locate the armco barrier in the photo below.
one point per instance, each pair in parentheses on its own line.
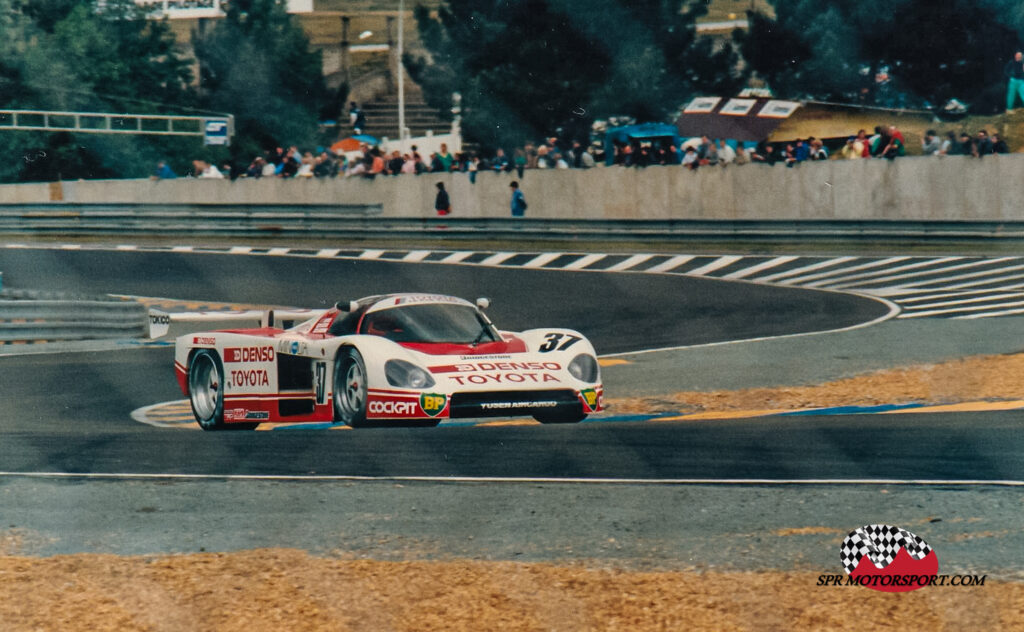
(909,188)
(45,317)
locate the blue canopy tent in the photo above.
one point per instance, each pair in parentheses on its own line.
(642,131)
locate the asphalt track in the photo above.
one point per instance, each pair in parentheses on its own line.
(70,413)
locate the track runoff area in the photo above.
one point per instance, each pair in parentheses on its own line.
(912,288)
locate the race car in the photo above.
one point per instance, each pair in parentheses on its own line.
(394,359)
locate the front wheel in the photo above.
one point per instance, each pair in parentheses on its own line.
(350,390)
(206,392)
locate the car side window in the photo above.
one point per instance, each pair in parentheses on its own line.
(385,325)
(345,325)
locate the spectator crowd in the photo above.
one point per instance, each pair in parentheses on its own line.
(370,162)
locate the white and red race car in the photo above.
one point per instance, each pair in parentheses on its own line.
(397,359)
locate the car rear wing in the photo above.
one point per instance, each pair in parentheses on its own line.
(160,321)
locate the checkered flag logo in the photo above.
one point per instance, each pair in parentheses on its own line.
(881,543)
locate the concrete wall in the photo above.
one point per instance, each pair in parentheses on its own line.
(908,188)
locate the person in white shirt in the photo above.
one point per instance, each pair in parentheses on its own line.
(203,169)
(726,155)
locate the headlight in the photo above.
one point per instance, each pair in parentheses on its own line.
(407,375)
(584,368)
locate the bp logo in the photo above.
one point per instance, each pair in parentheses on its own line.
(432,404)
(590,396)
(888,558)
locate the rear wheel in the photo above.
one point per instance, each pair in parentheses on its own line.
(206,392)
(350,390)
(570,417)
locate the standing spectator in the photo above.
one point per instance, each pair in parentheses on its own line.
(518,201)
(690,160)
(984,143)
(966,145)
(203,169)
(801,152)
(164,172)
(255,169)
(306,166)
(445,158)
(1014,73)
(818,151)
(895,145)
(269,169)
(862,138)
(501,162)
(519,160)
(930,144)
(853,150)
(949,145)
(587,161)
(998,144)
(441,203)
(356,118)
(877,141)
(791,155)
(726,155)
(395,164)
(325,167)
(290,168)
(761,153)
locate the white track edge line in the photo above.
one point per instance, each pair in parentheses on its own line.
(512,479)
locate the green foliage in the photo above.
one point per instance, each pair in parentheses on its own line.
(107,56)
(256,64)
(527,68)
(934,50)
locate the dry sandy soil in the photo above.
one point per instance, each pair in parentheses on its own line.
(291,590)
(968,379)
(280,589)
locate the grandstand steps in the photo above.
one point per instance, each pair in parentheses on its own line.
(382,117)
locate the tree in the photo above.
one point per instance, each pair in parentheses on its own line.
(83,56)
(527,68)
(922,52)
(257,65)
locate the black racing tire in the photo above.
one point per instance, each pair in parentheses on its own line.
(206,392)
(570,417)
(350,392)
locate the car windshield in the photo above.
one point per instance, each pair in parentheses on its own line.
(430,323)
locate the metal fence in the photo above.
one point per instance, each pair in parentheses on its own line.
(37,317)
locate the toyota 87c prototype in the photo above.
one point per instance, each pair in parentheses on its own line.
(389,360)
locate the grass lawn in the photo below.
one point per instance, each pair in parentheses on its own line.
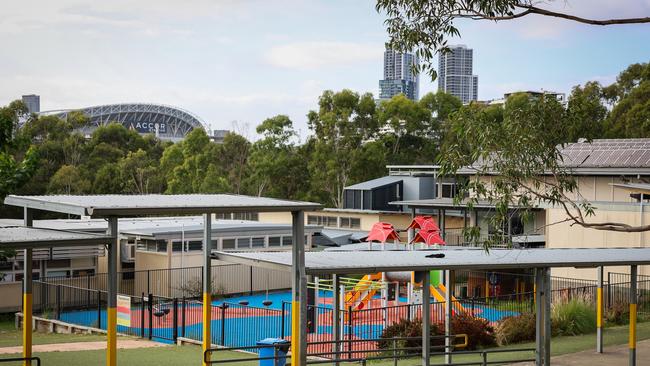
(191,355)
(10,336)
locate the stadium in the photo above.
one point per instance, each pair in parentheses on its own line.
(166,122)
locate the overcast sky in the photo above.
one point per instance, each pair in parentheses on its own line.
(246,60)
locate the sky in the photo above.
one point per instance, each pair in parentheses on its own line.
(236,62)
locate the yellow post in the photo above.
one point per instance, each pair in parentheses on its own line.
(207,319)
(27,327)
(295,330)
(111,333)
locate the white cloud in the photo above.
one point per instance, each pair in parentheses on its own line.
(316,55)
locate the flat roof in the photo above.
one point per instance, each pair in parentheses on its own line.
(21,237)
(156,204)
(445,203)
(357,262)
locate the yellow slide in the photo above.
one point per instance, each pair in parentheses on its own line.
(363,292)
(439,294)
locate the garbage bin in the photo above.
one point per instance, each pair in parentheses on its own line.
(281,349)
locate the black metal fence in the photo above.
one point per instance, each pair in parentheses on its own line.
(184,282)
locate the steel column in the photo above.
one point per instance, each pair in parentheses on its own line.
(28,218)
(336,319)
(448,342)
(633,286)
(599,312)
(539,317)
(547,316)
(299,291)
(207,285)
(111,302)
(426,318)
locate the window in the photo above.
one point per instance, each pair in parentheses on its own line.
(243,243)
(228,243)
(195,245)
(257,242)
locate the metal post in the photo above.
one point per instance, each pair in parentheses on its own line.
(99,309)
(111,302)
(448,349)
(28,218)
(282,320)
(599,312)
(336,321)
(633,285)
(547,316)
(539,317)
(207,285)
(183,307)
(175,319)
(426,318)
(142,311)
(299,291)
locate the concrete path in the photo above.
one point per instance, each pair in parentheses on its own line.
(83,346)
(613,356)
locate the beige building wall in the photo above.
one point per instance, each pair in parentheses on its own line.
(565,235)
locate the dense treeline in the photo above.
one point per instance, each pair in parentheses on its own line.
(352,139)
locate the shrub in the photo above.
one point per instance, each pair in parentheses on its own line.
(573,317)
(516,329)
(617,314)
(479,331)
(408,328)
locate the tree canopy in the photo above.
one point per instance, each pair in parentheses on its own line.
(425,26)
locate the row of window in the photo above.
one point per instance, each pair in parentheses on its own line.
(333,221)
(247,242)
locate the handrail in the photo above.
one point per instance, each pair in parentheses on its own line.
(18,359)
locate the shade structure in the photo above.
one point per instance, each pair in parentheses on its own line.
(428,237)
(382,232)
(419,222)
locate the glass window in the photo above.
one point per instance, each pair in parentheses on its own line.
(228,243)
(195,245)
(258,242)
(355,223)
(243,243)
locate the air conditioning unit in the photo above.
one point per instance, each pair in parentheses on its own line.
(128,252)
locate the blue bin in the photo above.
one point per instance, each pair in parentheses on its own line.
(271,351)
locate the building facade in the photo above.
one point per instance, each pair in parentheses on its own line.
(456,75)
(399,77)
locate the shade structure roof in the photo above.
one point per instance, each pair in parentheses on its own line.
(21,237)
(363,262)
(156,204)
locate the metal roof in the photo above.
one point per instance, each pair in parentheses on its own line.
(376,183)
(346,262)
(21,237)
(446,203)
(634,187)
(156,204)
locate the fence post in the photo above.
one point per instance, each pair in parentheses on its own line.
(149,282)
(175,320)
(183,317)
(223,323)
(99,309)
(282,322)
(150,298)
(142,310)
(349,332)
(88,293)
(58,303)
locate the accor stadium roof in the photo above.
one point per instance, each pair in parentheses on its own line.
(168,122)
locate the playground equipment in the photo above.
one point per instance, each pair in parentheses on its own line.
(365,289)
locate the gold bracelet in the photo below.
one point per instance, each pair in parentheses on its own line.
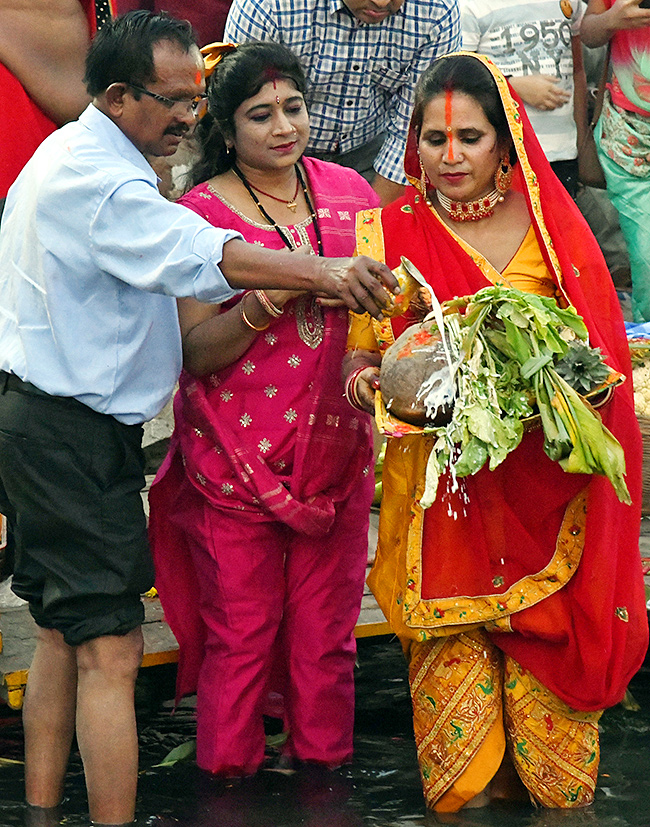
(245,318)
(267,304)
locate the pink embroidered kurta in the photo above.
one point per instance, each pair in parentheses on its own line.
(270,441)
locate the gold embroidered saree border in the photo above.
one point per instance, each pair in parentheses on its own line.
(490,610)
(456,693)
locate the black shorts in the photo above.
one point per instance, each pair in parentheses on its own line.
(70,483)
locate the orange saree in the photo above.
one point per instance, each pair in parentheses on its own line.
(536,569)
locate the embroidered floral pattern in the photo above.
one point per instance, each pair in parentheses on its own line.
(264,445)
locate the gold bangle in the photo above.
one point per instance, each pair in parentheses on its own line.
(245,318)
(267,304)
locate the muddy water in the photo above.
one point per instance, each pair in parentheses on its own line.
(381,789)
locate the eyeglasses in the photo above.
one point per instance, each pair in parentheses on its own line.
(197,104)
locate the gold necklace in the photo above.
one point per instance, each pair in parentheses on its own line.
(470,210)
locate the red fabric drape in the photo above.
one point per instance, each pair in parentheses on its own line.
(587,640)
(23,125)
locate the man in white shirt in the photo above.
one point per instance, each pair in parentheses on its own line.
(91,257)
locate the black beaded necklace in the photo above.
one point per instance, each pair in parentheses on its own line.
(274,224)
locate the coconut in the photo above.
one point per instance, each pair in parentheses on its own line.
(415,377)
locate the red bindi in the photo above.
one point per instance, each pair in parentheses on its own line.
(450,152)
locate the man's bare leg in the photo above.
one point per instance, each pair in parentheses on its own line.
(106,727)
(49,718)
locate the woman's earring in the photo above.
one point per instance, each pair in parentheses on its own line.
(504,173)
(424,178)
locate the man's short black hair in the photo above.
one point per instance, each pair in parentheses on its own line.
(122,51)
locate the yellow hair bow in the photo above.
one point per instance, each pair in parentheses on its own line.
(213,53)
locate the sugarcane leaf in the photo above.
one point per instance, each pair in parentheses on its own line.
(472,458)
(535,364)
(183,752)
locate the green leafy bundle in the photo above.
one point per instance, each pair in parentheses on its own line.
(510,350)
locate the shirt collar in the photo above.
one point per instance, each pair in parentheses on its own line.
(112,137)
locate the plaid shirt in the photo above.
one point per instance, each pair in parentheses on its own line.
(361,77)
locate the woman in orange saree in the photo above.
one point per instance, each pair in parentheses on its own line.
(518,596)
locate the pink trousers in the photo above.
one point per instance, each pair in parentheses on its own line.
(278,607)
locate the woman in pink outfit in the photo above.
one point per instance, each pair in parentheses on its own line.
(259,515)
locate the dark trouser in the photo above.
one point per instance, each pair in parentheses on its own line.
(70,482)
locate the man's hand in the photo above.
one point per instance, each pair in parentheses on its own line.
(600,23)
(366,365)
(359,282)
(626,14)
(541,91)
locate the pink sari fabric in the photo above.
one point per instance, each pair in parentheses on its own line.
(270,436)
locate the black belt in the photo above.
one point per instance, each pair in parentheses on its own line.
(10,382)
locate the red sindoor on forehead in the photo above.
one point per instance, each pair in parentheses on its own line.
(450,151)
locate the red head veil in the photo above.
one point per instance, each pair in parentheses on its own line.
(585,639)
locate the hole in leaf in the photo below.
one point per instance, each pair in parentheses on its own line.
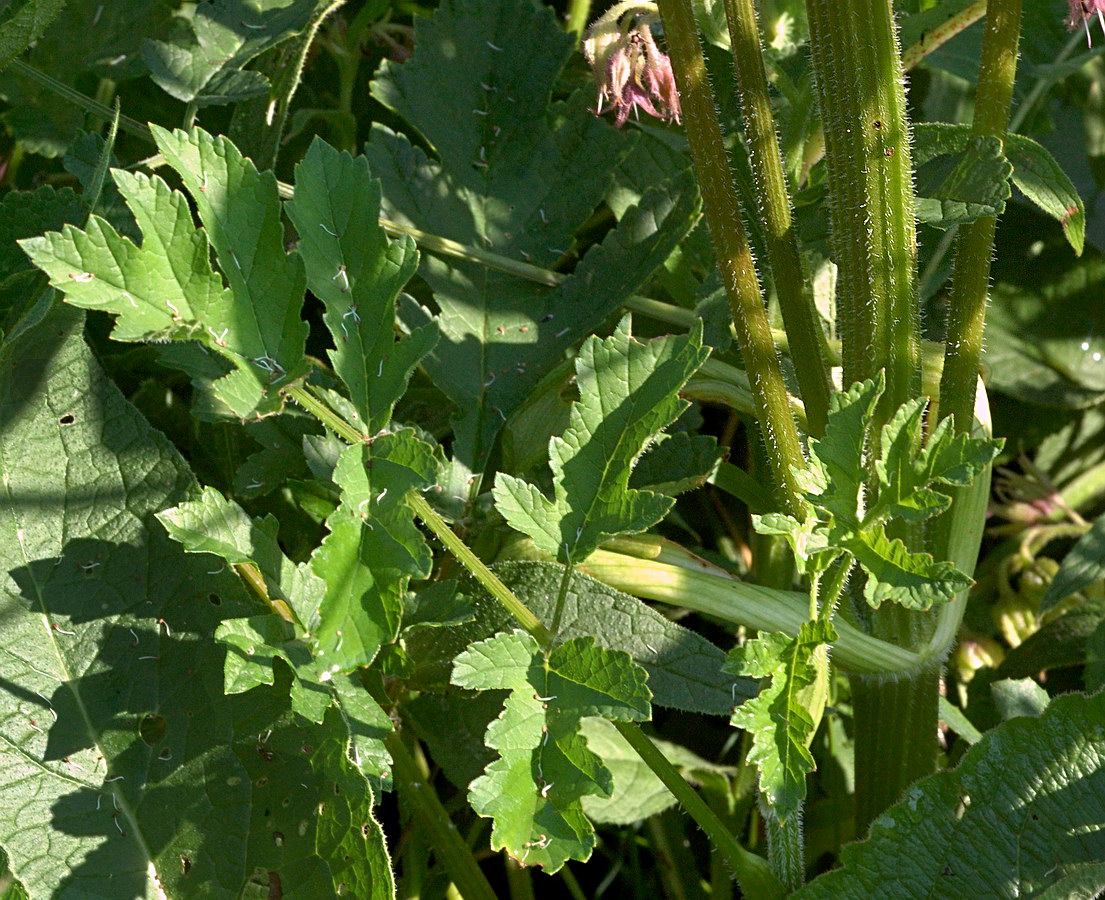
(151,729)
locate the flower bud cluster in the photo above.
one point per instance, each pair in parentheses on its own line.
(631,71)
(1082,11)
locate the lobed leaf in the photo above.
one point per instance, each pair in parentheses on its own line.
(783,717)
(477,91)
(113,710)
(1020,816)
(628,393)
(533,791)
(357,272)
(206,66)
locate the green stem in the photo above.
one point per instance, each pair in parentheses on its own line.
(895,740)
(734,255)
(971,279)
(799,313)
(479,569)
(862,101)
(62,90)
(448,844)
(753,872)
(704,588)
(786,849)
(434,522)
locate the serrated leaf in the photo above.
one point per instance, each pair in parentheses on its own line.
(905,472)
(477,91)
(533,791)
(964,186)
(166,289)
(206,66)
(906,469)
(1081,567)
(679,462)
(913,579)
(785,715)
(1033,170)
(212,524)
(1020,815)
(638,793)
(119,750)
(241,213)
(19,31)
(372,550)
(357,273)
(628,393)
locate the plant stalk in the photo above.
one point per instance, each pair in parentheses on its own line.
(971,279)
(753,871)
(799,313)
(455,856)
(734,254)
(862,101)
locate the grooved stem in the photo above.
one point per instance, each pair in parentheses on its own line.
(862,101)
(799,313)
(971,279)
(734,255)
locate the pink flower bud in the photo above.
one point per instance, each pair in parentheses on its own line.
(631,72)
(1081,13)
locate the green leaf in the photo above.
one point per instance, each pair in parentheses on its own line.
(785,715)
(1081,567)
(1016,698)
(963,186)
(206,66)
(22,29)
(477,90)
(1041,179)
(913,579)
(372,550)
(906,471)
(1045,342)
(357,273)
(679,462)
(1019,816)
(638,793)
(120,751)
(166,288)
(628,394)
(241,212)
(1032,167)
(216,525)
(533,791)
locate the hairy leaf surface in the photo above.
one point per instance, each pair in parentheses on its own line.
(477,92)
(533,791)
(1020,816)
(113,711)
(628,393)
(357,273)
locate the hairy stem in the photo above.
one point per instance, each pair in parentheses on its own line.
(454,855)
(753,872)
(971,279)
(734,254)
(799,313)
(862,101)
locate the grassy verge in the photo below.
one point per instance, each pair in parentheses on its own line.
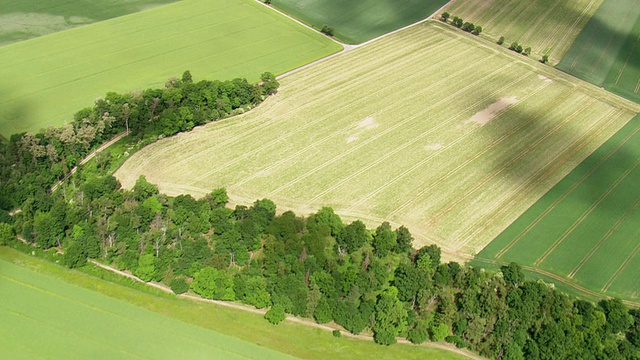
(290,338)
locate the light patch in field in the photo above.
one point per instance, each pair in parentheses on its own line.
(352,138)
(433,147)
(486,115)
(546,79)
(368,123)
(38,23)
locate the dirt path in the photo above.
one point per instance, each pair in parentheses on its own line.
(87,158)
(234,305)
(345,47)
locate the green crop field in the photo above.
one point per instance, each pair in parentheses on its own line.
(400,130)
(607,52)
(158,326)
(43,317)
(586,228)
(21,20)
(355,22)
(47,79)
(547,26)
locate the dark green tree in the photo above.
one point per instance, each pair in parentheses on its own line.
(384,239)
(276,314)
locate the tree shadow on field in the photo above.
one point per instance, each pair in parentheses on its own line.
(595,175)
(14,114)
(599,44)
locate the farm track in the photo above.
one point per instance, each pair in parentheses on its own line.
(547,29)
(287,162)
(291,318)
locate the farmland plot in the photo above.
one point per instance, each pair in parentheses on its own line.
(607,52)
(355,22)
(586,228)
(547,26)
(43,317)
(400,130)
(21,20)
(47,79)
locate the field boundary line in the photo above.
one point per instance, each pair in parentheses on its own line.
(635,45)
(524,37)
(267,124)
(604,238)
(584,215)
(539,178)
(563,196)
(523,153)
(626,262)
(86,159)
(341,130)
(289,317)
(559,278)
(308,124)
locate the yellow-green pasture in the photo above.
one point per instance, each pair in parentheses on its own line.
(43,317)
(26,19)
(47,79)
(130,323)
(430,127)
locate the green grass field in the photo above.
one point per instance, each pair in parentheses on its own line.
(547,26)
(624,76)
(166,323)
(586,228)
(21,20)
(43,317)
(607,52)
(47,79)
(400,130)
(355,22)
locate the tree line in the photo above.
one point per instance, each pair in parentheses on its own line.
(365,280)
(31,162)
(476,30)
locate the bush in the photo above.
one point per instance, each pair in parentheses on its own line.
(74,256)
(179,286)
(7,234)
(457,340)
(327,30)
(417,335)
(439,332)
(468,27)
(276,314)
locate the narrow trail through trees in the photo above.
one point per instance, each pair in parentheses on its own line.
(291,318)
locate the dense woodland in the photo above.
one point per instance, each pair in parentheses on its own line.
(370,281)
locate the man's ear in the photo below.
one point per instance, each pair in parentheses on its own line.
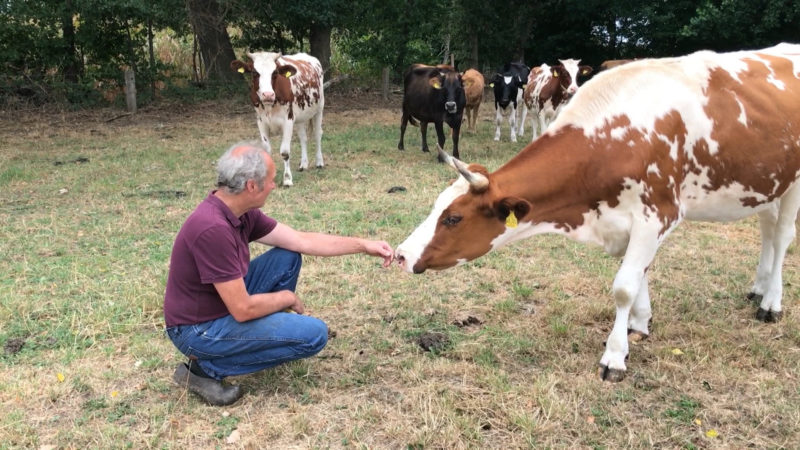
(507,206)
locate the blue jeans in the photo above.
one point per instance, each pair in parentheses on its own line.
(224,347)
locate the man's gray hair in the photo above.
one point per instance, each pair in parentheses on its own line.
(233,170)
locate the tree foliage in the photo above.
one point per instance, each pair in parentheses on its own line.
(49,46)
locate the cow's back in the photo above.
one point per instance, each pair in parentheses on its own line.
(722,131)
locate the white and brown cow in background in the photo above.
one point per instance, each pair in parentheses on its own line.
(547,92)
(639,149)
(286,93)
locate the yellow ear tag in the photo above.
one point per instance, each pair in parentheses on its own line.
(511,220)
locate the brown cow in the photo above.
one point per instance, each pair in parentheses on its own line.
(639,149)
(473,88)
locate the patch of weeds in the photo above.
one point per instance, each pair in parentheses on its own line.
(95,404)
(601,417)
(486,358)
(520,290)
(508,305)
(685,410)
(119,411)
(559,326)
(225,426)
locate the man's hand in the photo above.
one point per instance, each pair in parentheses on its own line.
(382,249)
(298,305)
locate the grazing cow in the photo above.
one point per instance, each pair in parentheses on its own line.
(708,136)
(508,84)
(433,94)
(611,63)
(543,95)
(473,88)
(286,93)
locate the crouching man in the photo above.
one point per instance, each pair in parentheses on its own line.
(232,316)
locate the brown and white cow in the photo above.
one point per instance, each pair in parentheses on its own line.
(473,88)
(286,93)
(711,137)
(547,92)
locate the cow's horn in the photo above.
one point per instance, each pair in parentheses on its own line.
(476,180)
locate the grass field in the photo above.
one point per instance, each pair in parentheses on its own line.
(91,201)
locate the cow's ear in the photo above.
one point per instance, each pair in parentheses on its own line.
(511,210)
(241,67)
(286,71)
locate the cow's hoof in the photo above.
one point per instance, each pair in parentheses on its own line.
(611,375)
(636,336)
(769,316)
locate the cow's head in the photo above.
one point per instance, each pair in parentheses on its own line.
(575,70)
(271,78)
(505,84)
(563,77)
(466,220)
(448,85)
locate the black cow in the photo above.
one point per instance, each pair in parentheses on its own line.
(508,84)
(433,94)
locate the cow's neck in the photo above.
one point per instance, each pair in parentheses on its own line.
(553,173)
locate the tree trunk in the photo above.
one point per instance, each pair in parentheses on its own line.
(385,83)
(72,64)
(321,45)
(208,20)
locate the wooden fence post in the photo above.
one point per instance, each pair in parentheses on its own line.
(130,90)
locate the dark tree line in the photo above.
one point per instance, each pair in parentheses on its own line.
(67,46)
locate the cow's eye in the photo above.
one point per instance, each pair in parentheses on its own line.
(450,221)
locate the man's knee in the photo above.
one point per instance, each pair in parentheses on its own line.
(317,336)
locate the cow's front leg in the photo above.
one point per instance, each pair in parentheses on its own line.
(423,129)
(318,136)
(768,219)
(512,122)
(287,139)
(440,137)
(498,119)
(628,283)
(784,233)
(641,313)
(302,136)
(263,130)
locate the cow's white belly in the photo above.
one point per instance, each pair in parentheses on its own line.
(276,117)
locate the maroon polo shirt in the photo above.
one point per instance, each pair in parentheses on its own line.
(211,247)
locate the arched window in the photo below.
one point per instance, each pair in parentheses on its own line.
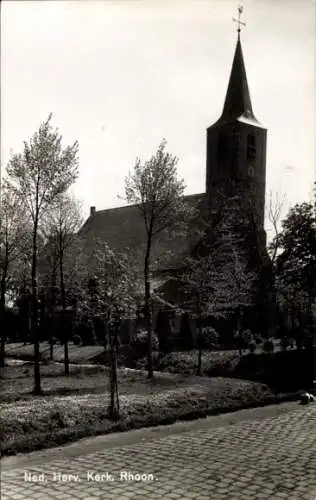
(251,147)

Activity :: Copy all lines of the listing above that contain the string "building".

Reply ::
locate the beige building wall in the photo above.
locate the building facade in the photo above.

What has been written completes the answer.